:: WORK INSTRUCTIONS ::
Nothing but the lines from the one containing "positive clicks: (556, 227)" through the final line of the data should be repeated, and each must be exact.

:: SOURCE DATA ::
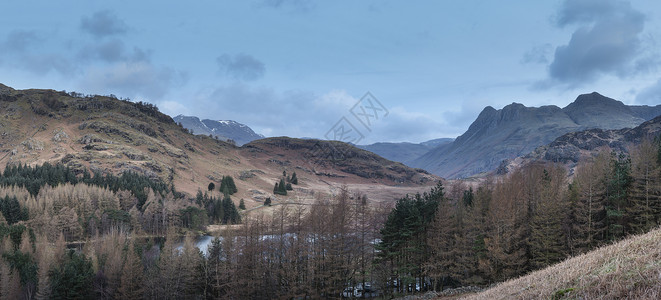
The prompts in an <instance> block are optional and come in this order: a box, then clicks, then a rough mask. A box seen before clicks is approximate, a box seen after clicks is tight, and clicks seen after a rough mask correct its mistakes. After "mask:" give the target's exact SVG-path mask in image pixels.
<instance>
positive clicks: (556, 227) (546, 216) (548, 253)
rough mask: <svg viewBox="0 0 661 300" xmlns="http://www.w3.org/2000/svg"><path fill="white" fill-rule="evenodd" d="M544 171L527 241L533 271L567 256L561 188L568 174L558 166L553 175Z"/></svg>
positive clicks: (558, 260) (563, 199) (563, 183)
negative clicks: (566, 250)
mask: <svg viewBox="0 0 661 300" xmlns="http://www.w3.org/2000/svg"><path fill="white" fill-rule="evenodd" d="M543 171H544V175H543V176H542V180H541V182H540V190H539V198H538V201H537V203H536V204H535V210H534V212H533V215H532V218H531V221H530V238H529V241H528V247H529V249H530V256H531V265H532V267H533V268H534V269H539V268H543V267H546V266H549V265H551V264H553V263H556V262H558V261H560V260H561V259H562V258H564V256H565V235H564V233H565V232H564V229H563V223H564V222H563V221H564V219H563V217H562V216H563V213H564V212H565V211H566V206H565V197H564V194H563V188H562V185H564V181H565V172H564V170H563V169H560V168H559V167H552V169H551V172H550V173H549V172H548V171H547V170H546V169H544V170H543ZM551 174H553V175H551Z"/></svg>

:: RESPONSE TO THE EXERCISE ::
positive clicks: (556, 227) (546, 216) (548, 253)
rough mask: <svg viewBox="0 0 661 300" xmlns="http://www.w3.org/2000/svg"><path fill="white" fill-rule="evenodd" d="M544 171L527 241L533 271L567 256L561 188L568 174L558 166L553 175Z"/></svg>
positive clicks: (558, 260) (563, 199) (563, 183)
negative clicks: (566, 250)
mask: <svg viewBox="0 0 661 300" xmlns="http://www.w3.org/2000/svg"><path fill="white" fill-rule="evenodd" d="M543 171H544V175H543V176H542V180H541V182H540V190H539V198H538V201H537V203H536V204H535V210H534V212H533V215H532V218H531V221H530V238H529V241H528V247H529V249H530V256H531V265H532V267H533V268H534V269H539V268H543V267H546V266H549V265H551V264H553V263H556V262H558V261H560V260H561V259H562V258H564V256H565V235H564V233H565V232H564V229H563V223H564V222H563V221H564V219H563V217H562V216H563V213H564V212H565V211H566V206H565V197H564V194H563V188H562V185H564V181H565V172H564V170H563V169H560V168H559V167H552V169H551V172H550V173H549V172H548V171H547V170H546V169H544V170H543ZM551 174H553V175H551Z"/></svg>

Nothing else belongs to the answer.